[TO DO] Pull out every line of the data below that contains the word "deck" and copy each one.

(Position identification records)
================================

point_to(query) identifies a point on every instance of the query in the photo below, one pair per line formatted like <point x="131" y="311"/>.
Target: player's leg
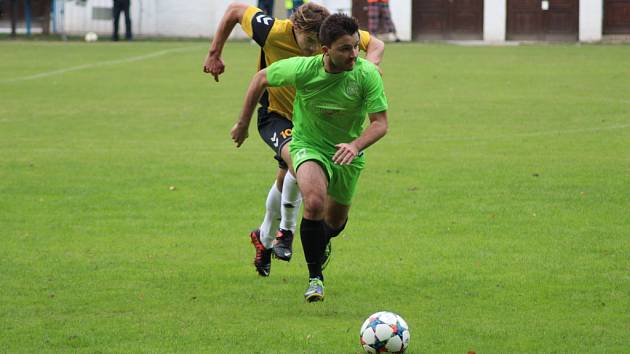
<point x="313" y="183"/>
<point x="271" y="127"/>
<point x="334" y="223"/>
<point x="290" y="207"/>
<point x="340" y="194"/>
<point x="116" y="14"/>
<point x="127" y="20"/>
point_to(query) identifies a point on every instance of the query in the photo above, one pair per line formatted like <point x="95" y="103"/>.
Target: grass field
<point x="494" y="216"/>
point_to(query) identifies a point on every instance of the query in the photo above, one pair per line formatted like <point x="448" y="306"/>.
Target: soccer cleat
<point x="327" y="253"/>
<point x="315" y="290"/>
<point x="262" y="260"/>
<point x="283" y="245"/>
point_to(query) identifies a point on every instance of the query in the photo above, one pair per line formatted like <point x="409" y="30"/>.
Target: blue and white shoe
<point x="315" y="290"/>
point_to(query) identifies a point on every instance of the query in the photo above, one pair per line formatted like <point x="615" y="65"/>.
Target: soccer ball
<point x="384" y="332"/>
<point x="91" y="37"/>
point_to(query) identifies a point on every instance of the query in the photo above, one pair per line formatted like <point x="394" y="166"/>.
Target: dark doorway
<point x="616" y="16"/>
<point x="544" y="20"/>
<point x="359" y="10"/>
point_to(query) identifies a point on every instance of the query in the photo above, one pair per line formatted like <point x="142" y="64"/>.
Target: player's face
<point x="344" y="52"/>
<point x="308" y="42"/>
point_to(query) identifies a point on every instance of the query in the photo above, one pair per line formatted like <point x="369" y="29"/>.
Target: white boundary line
<point x="99" y="64"/>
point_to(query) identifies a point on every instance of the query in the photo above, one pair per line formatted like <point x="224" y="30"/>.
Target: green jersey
<point x="329" y="109"/>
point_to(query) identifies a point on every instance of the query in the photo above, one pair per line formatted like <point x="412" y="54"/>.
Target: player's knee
<point x="313" y="204"/>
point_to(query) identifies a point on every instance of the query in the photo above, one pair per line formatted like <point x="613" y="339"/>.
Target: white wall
<point x="175" y="18"/>
<point x="591" y="20"/>
<point x="494" y="20"/>
<point x="401" y="16"/>
<point x="199" y="18"/>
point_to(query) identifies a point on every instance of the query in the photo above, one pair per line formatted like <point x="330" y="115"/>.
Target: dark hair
<point x="309" y="17"/>
<point x="335" y="26"/>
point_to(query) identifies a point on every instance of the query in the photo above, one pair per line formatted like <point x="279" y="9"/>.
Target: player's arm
<point x="376" y="130"/>
<point x="214" y="64"/>
<point x="374" y="51"/>
<point x="256" y="88"/>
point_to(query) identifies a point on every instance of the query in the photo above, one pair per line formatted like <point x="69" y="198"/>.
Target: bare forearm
<point x="232" y="16"/>
<point x="254" y="91"/>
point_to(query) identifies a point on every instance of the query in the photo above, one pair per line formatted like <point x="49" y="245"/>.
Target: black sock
<point x="313" y="236"/>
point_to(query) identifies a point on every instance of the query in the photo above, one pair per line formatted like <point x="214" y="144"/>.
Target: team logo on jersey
<point x="352" y="89"/>
<point x="262" y="18"/>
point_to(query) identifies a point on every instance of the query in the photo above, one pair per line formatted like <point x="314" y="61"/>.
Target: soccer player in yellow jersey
<point x="278" y="39"/>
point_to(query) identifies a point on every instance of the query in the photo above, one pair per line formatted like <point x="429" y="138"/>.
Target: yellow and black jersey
<point x="277" y="41"/>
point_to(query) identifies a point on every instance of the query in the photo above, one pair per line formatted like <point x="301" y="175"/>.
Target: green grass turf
<point x="494" y="216"/>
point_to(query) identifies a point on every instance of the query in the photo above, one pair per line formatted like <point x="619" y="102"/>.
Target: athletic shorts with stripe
<point x="275" y="130"/>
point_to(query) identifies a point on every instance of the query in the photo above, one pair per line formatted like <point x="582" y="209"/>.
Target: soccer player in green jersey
<point x="335" y="91"/>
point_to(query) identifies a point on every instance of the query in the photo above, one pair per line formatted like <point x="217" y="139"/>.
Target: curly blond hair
<point x="309" y="17"/>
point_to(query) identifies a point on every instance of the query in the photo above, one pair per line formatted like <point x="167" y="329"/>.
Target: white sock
<point x="272" y="217"/>
<point x="291" y="201"/>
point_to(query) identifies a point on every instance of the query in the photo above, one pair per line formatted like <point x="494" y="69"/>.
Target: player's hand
<point x="380" y="71"/>
<point x="345" y="154"/>
<point x="239" y="133"/>
<point x="214" y="65"/>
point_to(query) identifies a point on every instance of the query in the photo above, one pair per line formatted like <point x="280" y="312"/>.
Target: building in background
<point x="487" y="20"/>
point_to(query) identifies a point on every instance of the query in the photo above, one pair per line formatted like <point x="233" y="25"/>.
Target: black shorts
<point x="275" y="130"/>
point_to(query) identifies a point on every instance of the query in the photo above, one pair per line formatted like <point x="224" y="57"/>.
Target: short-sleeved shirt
<point x="329" y="108"/>
<point x="277" y="41"/>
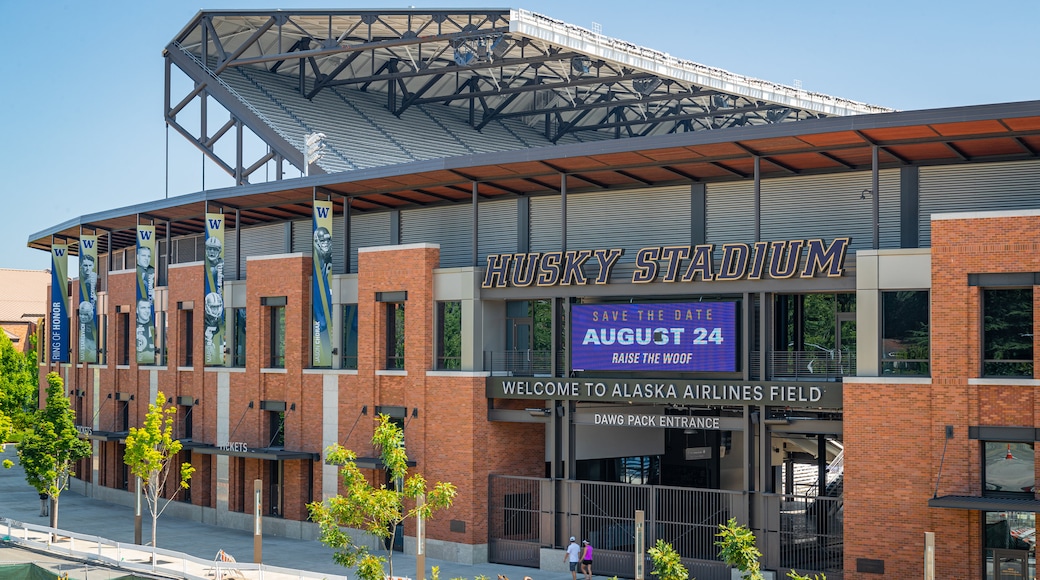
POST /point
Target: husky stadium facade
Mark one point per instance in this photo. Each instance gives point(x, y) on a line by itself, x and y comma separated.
point(589, 280)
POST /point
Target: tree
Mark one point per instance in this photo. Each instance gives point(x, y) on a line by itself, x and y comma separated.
point(50, 448)
point(736, 548)
point(150, 453)
point(377, 510)
point(18, 384)
point(667, 563)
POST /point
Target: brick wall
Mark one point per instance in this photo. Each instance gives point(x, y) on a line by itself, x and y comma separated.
point(894, 433)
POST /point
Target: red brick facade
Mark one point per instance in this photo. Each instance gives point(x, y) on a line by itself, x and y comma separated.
point(448, 435)
point(894, 433)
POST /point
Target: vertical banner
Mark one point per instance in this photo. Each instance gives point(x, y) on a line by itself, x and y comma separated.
point(213, 315)
point(320, 293)
point(146, 295)
point(59, 304)
point(88, 299)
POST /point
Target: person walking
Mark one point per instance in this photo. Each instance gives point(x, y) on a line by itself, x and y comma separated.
point(587, 559)
point(572, 557)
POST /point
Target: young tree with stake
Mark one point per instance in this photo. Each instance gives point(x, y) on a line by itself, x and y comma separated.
point(49, 449)
point(150, 453)
point(377, 510)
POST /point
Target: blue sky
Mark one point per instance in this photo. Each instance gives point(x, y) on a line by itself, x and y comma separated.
point(82, 89)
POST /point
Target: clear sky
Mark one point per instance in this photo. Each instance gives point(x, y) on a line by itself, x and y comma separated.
point(82, 89)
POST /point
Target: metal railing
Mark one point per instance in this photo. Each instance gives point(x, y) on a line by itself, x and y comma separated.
point(522, 521)
point(811, 537)
point(518, 363)
point(143, 558)
point(805, 365)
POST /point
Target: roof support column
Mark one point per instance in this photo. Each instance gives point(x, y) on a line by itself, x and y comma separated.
point(563, 211)
point(758, 198)
point(877, 196)
point(346, 235)
point(238, 244)
point(476, 215)
point(239, 174)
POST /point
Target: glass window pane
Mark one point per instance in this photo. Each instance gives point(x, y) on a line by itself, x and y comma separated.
point(1008, 333)
point(905, 342)
point(349, 341)
point(449, 336)
point(1008, 468)
point(239, 338)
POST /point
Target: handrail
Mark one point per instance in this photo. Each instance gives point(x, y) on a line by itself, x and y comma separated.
point(140, 558)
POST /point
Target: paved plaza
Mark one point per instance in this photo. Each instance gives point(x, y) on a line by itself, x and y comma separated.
point(84, 516)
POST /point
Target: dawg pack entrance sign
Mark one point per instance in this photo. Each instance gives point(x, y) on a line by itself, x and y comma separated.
point(671, 263)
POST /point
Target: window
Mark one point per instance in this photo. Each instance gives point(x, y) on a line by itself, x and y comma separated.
point(395, 336)
point(1008, 469)
point(187, 337)
point(238, 359)
point(102, 339)
point(1008, 333)
point(905, 343)
point(162, 325)
point(124, 353)
point(348, 345)
point(1008, 550)
point(449, 336)
point(276, 428)
point(277, 337)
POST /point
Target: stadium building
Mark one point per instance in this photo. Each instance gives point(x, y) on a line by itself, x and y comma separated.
point(590, 280)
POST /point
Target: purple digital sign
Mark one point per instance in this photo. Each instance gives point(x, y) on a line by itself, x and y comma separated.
point(690, 337)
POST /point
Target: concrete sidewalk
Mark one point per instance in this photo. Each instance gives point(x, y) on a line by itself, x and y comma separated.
point(81, 515)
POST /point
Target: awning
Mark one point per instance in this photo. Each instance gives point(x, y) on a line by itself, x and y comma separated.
point(105, 436)
point(373, 463)
point(986, 503)
point(260, 453)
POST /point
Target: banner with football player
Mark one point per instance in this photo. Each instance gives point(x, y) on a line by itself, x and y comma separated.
point(213, 321)
point(145, 307)
point(58, 332)
point(87, 299)
point(320, 292)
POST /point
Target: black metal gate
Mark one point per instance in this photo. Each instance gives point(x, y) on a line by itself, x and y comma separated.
point(527, 515)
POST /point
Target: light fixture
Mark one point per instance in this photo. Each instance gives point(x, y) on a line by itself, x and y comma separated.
point(580, 64)
point(646, 86)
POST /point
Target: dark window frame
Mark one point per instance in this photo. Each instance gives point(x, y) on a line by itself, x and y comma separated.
point(908, 362)
point(395, 336)
point(1020, 367)
point(448, 346)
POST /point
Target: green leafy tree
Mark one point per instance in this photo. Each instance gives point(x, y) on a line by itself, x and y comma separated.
point(667, 563)
point(375, 509)
point(150, 453)
point(52, 446)
point(736, 548)
point(18, 384)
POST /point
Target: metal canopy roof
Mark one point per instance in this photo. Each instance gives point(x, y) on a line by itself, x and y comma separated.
point(495, 64)
point(940, 136)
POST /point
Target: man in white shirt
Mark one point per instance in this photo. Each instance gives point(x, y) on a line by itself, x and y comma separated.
point(572, 556)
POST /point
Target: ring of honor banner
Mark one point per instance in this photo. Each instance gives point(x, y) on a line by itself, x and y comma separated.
point(59, 305)
point(213, 315)
point(145, 308)
point(88, 299)
point(320, 292)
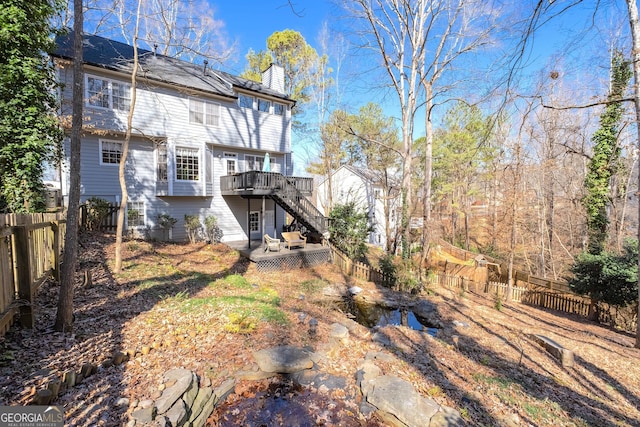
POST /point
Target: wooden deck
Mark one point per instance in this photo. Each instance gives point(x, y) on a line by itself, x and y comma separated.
point(297, 257)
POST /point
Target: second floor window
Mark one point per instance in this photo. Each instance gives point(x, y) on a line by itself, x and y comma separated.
point(245, 101)
point(264, 105)
point(110, 152)
point(204, 113)
point(106, 93)
point(135, 214)
point(278, 109)
point(231, 160)
point(161, 157)
point(187, 164)
point(254, 163)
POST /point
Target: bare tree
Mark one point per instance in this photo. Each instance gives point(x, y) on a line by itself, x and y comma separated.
point(125, 147)
point(64, 314)
point(419, 42)
point(634, 24)
point(185, 29)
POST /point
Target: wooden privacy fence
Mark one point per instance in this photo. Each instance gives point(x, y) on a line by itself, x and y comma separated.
point(561, 302)
point(357, 269)
point(30, 251)
point(492, 288)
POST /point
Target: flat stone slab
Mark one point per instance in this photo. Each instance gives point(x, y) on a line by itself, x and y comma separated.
point(283, 359)
point(565, 356)
point(398, 397)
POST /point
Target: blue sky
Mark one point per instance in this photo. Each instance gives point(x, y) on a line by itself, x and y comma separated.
point(251, 22)
point(574, 44)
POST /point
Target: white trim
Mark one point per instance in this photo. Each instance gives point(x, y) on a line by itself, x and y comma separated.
point(226, 156)
point(198, 156)
point(111, 141)
point(206, 105)
point(109, 89)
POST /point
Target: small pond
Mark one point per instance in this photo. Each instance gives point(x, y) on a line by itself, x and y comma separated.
point(372, 315)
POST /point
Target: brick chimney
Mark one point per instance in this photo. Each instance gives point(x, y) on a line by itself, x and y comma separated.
point(273, 78)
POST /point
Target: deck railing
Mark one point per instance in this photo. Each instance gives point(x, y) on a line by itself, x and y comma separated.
point(289, 192)
point(257, 180)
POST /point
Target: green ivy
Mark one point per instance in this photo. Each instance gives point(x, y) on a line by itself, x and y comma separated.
point(29, 131)
point(605, 163)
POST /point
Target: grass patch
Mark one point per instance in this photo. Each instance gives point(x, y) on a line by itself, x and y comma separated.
point(235, 281)
point(244, 312)
point(502, 383)
point(313, 286)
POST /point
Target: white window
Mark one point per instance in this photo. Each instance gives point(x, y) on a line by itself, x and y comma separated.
point(161, 158)
point(231, 162)
point(110, 152)
point(254, 163)
point(187, 164)
point(135, 214)
point(245, 101)
point(278, 109)
point(106, 93)
point(204, 113)
point(264, 105)
point(254, 221)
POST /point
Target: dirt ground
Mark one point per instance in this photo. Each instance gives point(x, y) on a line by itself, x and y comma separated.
point(482, 362)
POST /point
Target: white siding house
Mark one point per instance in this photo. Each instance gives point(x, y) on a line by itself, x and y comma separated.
point(191, 126)
point(368, 191)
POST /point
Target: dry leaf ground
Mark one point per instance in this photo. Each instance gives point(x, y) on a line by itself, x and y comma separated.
point(177, 300)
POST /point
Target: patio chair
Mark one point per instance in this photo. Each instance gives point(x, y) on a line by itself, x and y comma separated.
point(271, 244)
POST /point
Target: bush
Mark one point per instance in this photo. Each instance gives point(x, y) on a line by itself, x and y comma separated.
point(211, 229)
point(349, 230)
point(166, 221)
point(608, 277)
point(193, 225)
point(388, 268)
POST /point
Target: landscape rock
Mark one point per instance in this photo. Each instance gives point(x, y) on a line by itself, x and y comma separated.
point(283, 359)
point(398, 397)
point(339, 331)
point(177, 415)
point(447, 417)
point(319, 379)
point(144, 415)
point(207, 409)
point(203, 396)
point(183, 380)
point(355, 290)
point(221, 392)
point(366, 374)
point(191, 393)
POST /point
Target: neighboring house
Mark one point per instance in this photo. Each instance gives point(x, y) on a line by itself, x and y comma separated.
point(192, 128)
point(369, 192)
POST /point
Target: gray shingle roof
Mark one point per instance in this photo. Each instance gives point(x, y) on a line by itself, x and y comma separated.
point(117, 56)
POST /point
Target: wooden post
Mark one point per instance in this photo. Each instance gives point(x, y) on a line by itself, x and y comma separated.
point(55, 227)
point(23, 270)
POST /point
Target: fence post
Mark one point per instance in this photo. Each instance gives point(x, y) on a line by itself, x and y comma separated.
point(55, 227)
point(23, 270)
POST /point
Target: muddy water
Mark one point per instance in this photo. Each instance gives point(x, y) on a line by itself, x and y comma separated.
point(371, 315)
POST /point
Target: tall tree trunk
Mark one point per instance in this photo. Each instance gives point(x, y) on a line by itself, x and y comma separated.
point(125, 149)
point(635, 35)
point(64, 314)
point(428, 175)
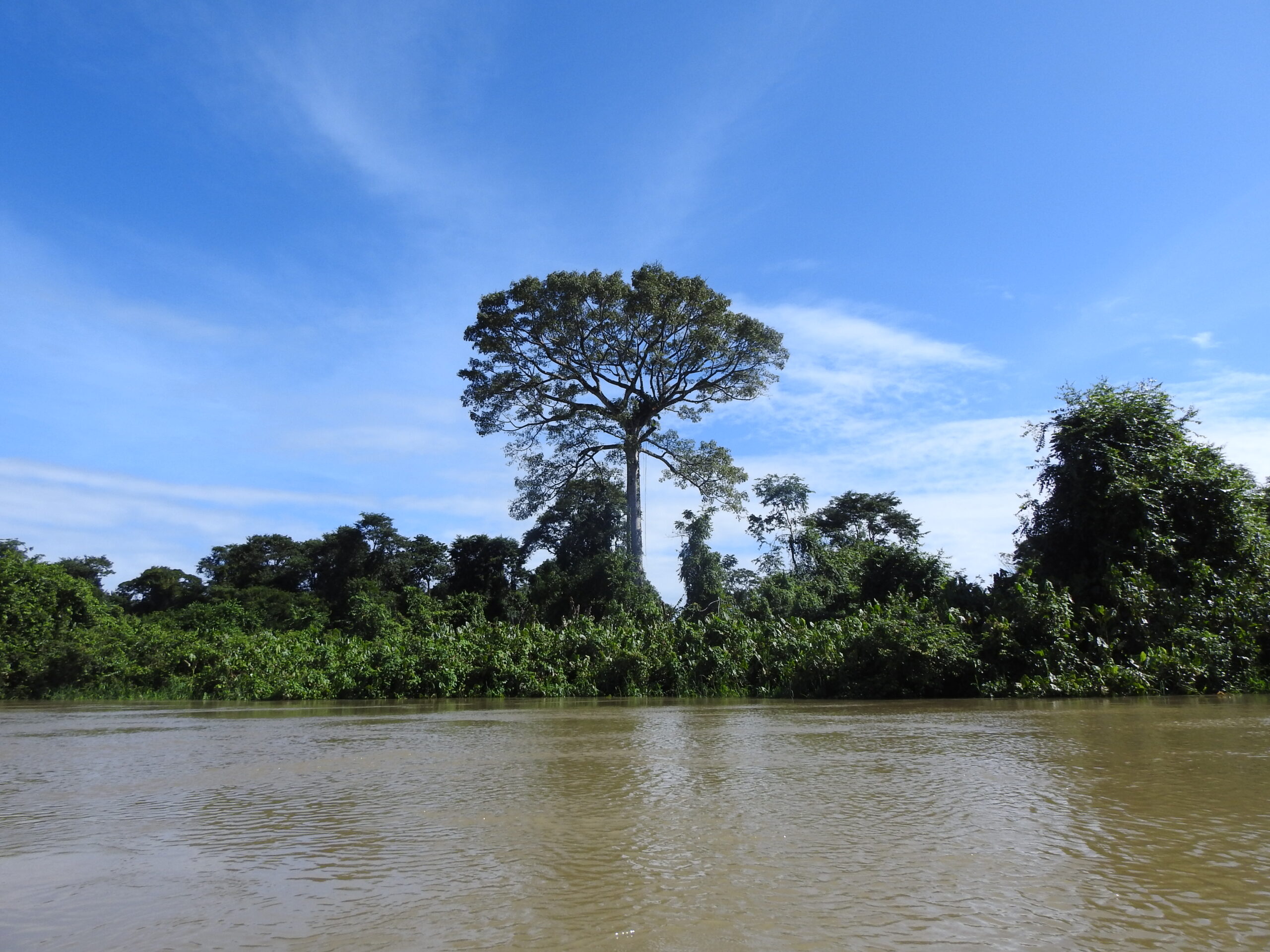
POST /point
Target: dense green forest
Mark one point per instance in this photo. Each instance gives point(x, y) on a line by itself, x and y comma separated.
point(1141, 567)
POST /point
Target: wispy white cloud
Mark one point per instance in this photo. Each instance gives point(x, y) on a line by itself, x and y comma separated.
point(1205, 339)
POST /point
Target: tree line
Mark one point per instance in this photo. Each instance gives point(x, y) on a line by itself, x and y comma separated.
point(1141, 564)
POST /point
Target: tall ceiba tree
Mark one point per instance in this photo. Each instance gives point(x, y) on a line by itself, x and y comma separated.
point(579, 368)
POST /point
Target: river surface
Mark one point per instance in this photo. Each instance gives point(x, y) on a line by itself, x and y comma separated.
point(636, 826)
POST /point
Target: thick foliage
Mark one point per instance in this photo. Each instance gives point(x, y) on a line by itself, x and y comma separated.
point(1151, 531)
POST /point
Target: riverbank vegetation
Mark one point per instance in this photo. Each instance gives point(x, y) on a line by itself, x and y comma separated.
point(1141, 567)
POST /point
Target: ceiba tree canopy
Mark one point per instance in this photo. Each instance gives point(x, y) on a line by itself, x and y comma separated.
point(578, 370)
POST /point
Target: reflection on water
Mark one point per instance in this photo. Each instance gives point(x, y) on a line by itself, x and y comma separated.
point(642, 826)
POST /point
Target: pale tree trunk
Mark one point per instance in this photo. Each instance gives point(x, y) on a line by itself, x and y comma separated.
point(634, 509)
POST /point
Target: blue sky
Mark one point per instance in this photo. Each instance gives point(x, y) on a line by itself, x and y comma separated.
point(239, 243)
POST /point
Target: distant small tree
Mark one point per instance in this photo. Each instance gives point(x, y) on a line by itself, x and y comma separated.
point(19, 549)
point(92, 569)
point(877, 517)
point(427, 561)
point(586, 520)
point(159, 590)
point(492, 568)
point(272, 561)
point(781, 526)
point(587, 365)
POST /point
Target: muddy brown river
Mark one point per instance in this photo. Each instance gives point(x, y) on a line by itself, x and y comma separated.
point(636, 826)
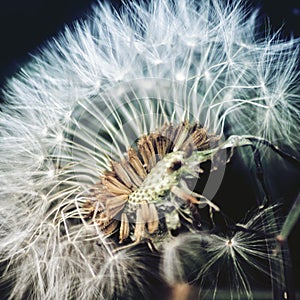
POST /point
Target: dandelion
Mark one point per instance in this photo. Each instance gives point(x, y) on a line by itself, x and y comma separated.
point(115, 139)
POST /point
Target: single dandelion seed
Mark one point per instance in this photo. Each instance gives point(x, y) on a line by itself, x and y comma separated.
point(114, 142)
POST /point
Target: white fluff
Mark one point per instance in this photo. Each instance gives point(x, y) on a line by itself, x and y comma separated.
point(89, 93)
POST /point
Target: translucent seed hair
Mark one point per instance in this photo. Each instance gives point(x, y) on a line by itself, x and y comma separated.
point(108, 134)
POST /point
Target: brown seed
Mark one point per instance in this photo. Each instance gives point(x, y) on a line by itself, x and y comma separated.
point(136, 163)
point(115, 205)
point(145, 211)
point(139, 231)
point(183, 195)
point(115, 186)
point(121, 172)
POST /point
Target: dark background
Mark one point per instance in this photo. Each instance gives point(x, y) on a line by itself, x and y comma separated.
point(27, 24)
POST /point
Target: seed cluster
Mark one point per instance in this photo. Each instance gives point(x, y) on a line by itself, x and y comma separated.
point(143, 177)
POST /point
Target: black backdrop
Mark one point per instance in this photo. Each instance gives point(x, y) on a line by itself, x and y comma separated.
point(24, 25)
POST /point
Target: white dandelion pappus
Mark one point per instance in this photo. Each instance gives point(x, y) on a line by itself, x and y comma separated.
point(102, 136)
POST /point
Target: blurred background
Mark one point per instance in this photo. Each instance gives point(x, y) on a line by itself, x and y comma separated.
point(26, 25)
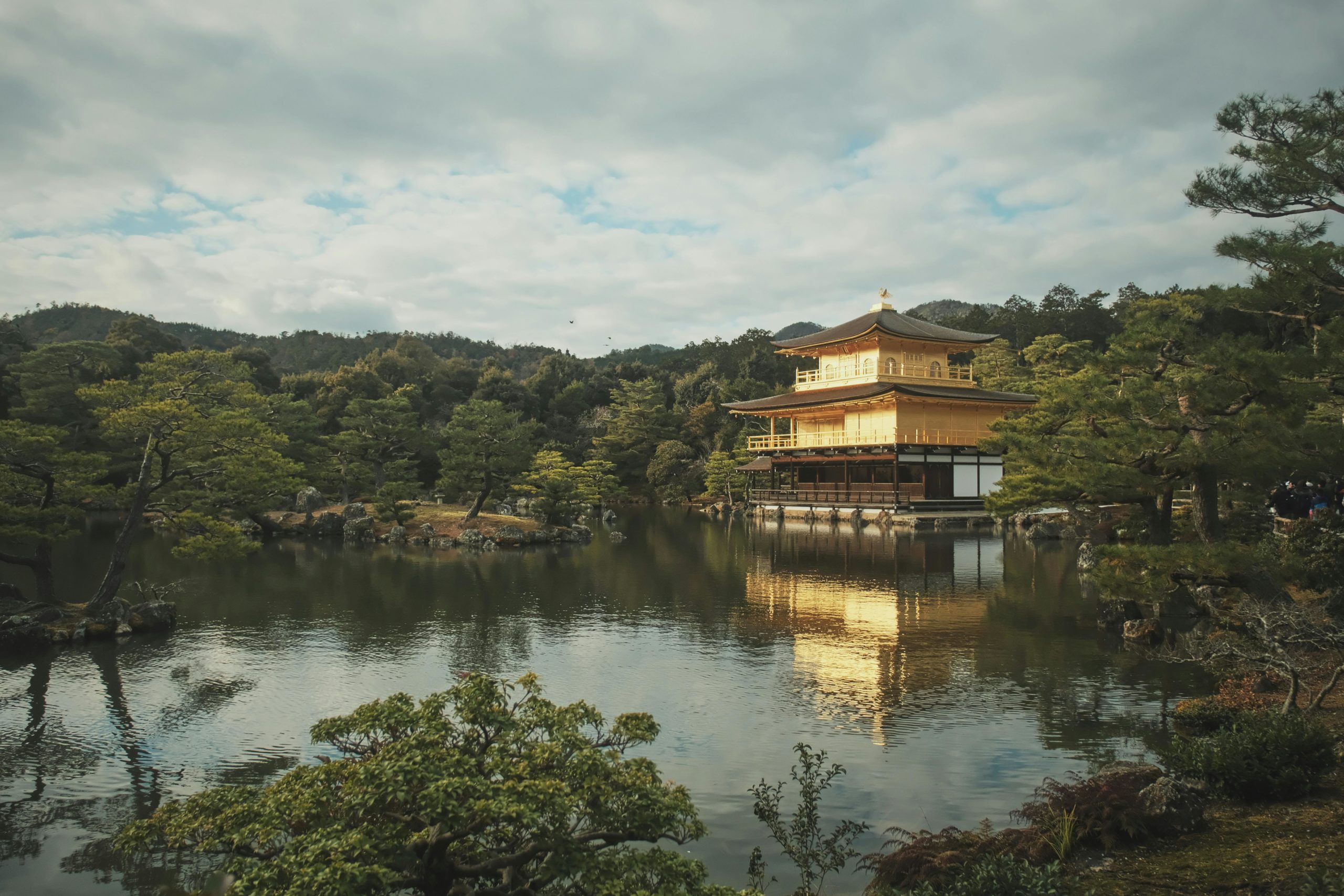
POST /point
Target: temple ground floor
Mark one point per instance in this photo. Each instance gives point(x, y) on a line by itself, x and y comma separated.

================================

[RESPONSE]
Target: wooden deck
Target: deck railing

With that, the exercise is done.